Items from a labeling collection:
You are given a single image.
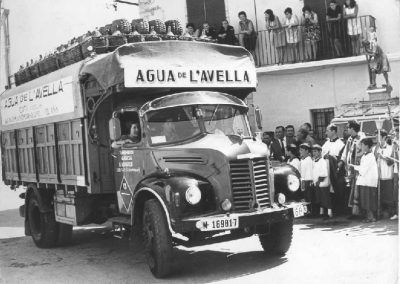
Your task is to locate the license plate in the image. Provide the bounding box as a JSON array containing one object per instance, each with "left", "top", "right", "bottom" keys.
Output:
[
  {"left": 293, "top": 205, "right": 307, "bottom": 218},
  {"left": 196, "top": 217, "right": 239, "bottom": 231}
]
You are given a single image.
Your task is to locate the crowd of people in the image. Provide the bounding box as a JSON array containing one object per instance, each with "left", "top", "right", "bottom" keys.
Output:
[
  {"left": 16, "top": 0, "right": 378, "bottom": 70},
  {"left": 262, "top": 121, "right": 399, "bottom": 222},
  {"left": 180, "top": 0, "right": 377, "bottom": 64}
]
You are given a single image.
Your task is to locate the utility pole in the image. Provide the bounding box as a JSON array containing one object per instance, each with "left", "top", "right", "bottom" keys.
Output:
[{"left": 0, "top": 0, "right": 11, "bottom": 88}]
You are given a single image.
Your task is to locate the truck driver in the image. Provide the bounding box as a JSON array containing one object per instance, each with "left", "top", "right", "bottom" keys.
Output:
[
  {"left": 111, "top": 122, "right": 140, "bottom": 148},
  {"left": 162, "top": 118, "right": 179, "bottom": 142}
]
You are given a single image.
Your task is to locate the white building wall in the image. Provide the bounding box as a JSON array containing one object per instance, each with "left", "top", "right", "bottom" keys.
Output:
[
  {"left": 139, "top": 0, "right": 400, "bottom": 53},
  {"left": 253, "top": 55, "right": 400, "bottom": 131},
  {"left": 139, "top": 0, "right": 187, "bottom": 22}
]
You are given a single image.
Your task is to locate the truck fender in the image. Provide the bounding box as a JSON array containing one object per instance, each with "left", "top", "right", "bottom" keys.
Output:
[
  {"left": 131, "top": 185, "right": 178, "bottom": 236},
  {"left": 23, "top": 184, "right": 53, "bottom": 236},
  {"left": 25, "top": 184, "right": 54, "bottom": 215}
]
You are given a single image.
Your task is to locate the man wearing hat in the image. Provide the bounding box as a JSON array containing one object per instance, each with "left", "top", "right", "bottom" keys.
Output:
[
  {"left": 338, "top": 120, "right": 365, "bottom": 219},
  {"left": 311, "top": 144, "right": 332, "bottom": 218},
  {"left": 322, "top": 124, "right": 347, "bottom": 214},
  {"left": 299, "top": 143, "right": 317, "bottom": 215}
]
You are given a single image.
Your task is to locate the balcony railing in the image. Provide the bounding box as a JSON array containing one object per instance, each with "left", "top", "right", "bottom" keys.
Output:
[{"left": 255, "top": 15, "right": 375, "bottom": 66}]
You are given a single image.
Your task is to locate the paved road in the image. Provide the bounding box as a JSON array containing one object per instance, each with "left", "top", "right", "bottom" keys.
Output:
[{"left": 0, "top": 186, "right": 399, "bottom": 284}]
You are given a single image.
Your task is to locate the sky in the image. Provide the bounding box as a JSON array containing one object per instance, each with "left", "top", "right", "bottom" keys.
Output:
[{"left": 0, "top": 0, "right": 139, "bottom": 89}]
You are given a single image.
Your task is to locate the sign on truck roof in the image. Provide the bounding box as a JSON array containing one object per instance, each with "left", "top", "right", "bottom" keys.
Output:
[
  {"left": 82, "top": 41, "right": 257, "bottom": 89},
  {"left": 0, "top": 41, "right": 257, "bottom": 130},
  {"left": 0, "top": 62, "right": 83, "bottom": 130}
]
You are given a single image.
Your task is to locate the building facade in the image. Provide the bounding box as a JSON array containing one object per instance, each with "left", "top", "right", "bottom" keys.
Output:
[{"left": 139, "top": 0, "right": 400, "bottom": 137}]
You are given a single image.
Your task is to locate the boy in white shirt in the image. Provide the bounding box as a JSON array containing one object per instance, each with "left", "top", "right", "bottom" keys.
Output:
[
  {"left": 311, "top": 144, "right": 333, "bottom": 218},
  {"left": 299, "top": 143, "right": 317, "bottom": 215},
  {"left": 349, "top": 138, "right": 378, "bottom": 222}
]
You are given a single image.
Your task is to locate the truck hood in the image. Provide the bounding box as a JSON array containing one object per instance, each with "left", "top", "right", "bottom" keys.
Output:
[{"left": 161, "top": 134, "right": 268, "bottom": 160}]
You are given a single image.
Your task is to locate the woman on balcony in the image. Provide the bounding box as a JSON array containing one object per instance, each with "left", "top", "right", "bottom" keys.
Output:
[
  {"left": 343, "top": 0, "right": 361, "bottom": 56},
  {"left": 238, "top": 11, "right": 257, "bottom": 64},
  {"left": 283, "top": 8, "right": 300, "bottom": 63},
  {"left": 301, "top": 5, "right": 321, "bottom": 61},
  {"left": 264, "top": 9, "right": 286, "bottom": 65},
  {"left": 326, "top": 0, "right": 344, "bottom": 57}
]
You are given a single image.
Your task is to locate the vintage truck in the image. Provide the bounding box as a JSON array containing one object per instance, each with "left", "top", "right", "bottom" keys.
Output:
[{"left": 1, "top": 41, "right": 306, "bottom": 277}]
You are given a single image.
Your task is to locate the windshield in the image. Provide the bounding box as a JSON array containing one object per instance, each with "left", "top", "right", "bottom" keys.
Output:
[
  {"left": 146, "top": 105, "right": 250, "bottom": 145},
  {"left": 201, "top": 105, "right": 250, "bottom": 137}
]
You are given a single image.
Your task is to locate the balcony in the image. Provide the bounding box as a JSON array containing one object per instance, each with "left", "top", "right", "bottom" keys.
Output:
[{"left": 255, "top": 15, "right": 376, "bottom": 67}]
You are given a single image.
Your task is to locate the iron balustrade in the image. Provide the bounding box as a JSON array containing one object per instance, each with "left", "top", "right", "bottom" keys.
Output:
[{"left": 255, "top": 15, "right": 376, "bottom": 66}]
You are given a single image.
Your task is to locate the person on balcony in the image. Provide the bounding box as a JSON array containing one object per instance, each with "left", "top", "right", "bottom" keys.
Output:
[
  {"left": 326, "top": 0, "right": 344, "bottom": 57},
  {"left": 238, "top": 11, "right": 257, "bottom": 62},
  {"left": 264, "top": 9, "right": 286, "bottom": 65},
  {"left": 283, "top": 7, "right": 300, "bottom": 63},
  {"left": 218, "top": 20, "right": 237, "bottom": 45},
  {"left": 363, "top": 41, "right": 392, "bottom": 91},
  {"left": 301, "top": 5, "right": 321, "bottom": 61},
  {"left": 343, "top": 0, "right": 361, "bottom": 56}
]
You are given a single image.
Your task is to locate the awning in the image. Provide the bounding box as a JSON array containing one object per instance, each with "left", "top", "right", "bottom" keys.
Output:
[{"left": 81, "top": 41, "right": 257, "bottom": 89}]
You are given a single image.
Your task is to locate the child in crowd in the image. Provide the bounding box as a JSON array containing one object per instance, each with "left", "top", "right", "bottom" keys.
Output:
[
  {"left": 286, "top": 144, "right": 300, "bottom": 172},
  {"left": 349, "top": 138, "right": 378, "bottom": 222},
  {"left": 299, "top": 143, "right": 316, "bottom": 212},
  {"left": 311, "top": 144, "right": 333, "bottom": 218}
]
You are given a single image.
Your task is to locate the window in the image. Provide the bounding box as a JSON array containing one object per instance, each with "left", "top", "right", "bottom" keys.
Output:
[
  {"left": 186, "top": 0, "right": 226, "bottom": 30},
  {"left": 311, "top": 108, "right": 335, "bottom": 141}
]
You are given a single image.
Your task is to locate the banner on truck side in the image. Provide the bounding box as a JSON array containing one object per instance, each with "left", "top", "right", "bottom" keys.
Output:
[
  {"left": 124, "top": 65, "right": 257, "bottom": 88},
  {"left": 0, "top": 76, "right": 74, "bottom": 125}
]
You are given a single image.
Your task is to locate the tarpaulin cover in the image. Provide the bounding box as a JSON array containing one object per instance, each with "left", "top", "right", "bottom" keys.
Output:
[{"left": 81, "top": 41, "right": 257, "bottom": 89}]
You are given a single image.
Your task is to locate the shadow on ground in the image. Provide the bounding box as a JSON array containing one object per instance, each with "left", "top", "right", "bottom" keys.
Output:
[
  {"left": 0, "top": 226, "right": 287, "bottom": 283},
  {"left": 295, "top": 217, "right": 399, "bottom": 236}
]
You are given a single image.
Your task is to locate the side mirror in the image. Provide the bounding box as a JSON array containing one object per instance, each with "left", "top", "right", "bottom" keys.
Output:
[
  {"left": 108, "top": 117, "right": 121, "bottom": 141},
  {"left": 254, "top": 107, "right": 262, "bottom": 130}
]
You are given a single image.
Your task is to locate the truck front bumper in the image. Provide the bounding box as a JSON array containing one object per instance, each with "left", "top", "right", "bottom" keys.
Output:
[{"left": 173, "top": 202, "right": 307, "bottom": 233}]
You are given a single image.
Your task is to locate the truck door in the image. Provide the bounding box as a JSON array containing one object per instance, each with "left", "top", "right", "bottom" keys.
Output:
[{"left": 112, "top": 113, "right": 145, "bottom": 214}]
* * *
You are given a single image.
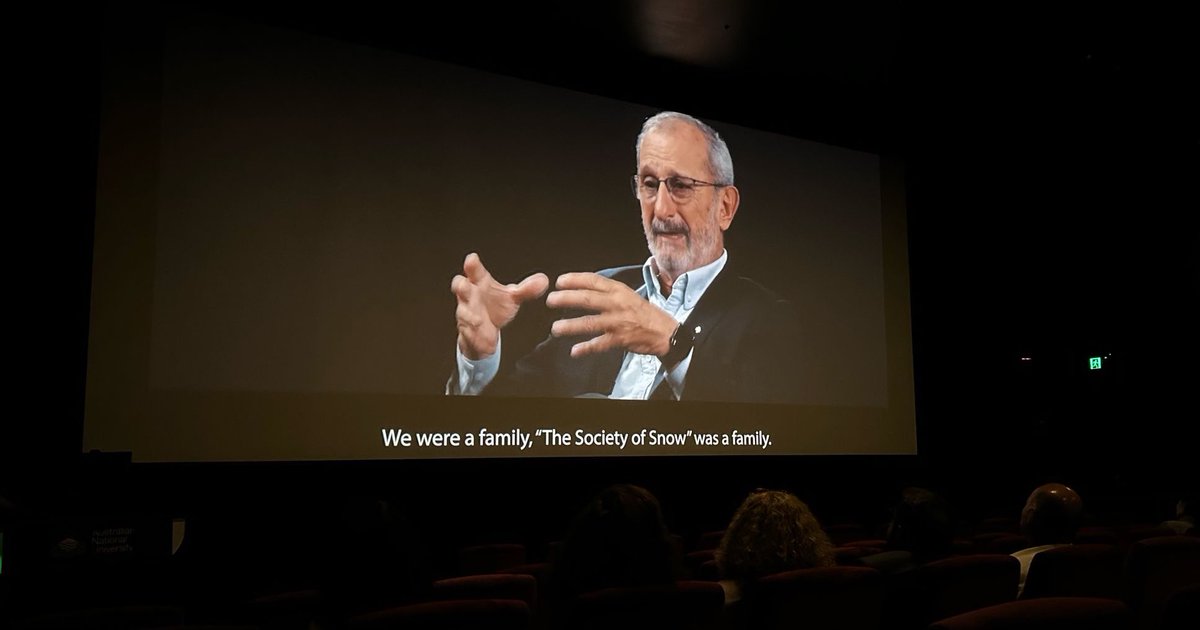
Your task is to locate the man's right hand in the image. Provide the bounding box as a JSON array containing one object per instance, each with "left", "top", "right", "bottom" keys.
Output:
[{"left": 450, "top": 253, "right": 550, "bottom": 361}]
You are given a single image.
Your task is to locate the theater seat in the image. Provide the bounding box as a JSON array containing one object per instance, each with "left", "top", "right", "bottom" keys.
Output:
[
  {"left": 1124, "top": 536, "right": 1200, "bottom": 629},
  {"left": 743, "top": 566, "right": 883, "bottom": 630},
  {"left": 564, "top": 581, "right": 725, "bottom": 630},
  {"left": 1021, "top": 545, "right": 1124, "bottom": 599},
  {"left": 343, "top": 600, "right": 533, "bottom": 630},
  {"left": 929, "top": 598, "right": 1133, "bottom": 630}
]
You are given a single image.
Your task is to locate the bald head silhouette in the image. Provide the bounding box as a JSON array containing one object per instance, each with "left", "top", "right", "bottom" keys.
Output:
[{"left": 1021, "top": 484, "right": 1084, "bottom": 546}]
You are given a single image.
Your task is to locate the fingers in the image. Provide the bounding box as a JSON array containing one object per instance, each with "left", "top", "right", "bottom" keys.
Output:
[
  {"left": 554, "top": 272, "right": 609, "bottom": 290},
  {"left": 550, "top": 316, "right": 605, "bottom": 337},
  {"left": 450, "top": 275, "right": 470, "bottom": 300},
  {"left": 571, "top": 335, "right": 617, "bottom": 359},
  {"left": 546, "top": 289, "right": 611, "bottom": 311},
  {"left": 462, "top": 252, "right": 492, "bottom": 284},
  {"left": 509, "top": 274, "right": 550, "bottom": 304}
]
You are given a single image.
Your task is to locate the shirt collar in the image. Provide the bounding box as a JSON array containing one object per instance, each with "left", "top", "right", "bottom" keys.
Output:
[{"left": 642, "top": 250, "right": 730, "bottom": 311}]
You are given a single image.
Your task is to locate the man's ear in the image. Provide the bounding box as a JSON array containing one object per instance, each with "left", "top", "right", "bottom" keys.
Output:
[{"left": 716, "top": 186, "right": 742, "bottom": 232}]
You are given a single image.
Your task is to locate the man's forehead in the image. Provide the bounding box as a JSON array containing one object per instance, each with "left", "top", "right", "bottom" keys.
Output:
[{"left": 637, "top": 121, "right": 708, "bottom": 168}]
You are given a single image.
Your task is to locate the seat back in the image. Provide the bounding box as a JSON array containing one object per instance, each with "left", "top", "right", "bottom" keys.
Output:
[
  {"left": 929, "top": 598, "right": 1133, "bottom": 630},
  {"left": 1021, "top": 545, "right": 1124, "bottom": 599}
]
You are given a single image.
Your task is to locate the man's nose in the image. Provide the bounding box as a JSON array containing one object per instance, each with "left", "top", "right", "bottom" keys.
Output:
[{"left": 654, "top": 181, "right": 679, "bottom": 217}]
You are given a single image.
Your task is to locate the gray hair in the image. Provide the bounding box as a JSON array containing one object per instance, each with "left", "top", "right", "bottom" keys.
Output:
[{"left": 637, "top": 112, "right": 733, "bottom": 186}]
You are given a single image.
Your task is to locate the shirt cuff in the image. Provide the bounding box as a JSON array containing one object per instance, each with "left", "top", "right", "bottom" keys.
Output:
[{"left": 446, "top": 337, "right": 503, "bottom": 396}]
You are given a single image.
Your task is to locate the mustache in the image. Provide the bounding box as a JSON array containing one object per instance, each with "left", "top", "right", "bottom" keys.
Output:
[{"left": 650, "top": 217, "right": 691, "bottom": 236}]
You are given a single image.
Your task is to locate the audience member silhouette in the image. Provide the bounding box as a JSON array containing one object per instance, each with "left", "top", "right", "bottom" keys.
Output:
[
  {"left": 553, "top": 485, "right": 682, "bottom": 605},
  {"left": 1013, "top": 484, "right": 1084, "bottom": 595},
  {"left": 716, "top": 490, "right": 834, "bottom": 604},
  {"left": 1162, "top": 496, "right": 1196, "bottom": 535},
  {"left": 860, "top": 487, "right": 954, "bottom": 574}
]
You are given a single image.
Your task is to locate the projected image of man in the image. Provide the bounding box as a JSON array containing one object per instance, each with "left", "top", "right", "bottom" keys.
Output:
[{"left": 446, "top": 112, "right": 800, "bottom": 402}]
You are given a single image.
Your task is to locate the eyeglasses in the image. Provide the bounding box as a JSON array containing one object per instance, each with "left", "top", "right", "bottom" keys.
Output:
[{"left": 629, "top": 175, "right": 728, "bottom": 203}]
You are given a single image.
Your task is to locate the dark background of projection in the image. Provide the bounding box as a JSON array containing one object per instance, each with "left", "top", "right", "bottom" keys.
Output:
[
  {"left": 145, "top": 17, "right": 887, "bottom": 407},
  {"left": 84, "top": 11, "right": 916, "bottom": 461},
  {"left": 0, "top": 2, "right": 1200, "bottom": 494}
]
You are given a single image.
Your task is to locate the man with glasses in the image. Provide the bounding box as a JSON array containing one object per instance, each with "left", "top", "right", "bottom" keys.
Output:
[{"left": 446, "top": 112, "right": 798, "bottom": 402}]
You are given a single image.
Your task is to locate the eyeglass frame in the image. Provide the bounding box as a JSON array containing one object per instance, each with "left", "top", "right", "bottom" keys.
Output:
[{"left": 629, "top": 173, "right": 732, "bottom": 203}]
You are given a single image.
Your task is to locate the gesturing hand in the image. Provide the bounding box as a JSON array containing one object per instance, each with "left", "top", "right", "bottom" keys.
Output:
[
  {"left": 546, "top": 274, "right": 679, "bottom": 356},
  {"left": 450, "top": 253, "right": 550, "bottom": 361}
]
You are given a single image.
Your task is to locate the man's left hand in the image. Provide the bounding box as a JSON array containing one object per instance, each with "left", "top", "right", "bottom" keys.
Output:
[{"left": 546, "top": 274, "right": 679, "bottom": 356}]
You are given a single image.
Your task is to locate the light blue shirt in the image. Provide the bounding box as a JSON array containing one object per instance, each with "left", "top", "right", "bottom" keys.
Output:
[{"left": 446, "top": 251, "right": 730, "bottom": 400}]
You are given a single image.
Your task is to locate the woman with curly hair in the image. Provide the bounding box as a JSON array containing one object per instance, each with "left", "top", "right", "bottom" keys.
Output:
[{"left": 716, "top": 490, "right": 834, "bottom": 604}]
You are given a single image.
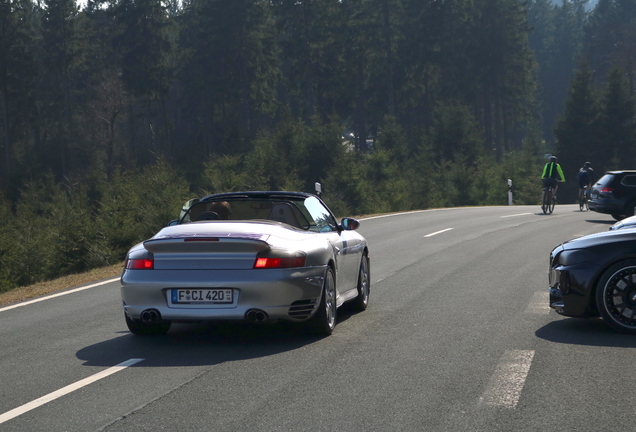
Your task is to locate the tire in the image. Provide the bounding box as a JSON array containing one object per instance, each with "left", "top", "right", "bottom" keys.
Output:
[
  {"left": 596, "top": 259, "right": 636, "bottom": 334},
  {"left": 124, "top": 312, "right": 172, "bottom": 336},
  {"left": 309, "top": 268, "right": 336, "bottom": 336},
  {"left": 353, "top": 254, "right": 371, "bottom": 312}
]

# What to work on:
How many of the lines above contain the string "hand"? Case counts. Reply with the number only.

# Result of the exercise:
3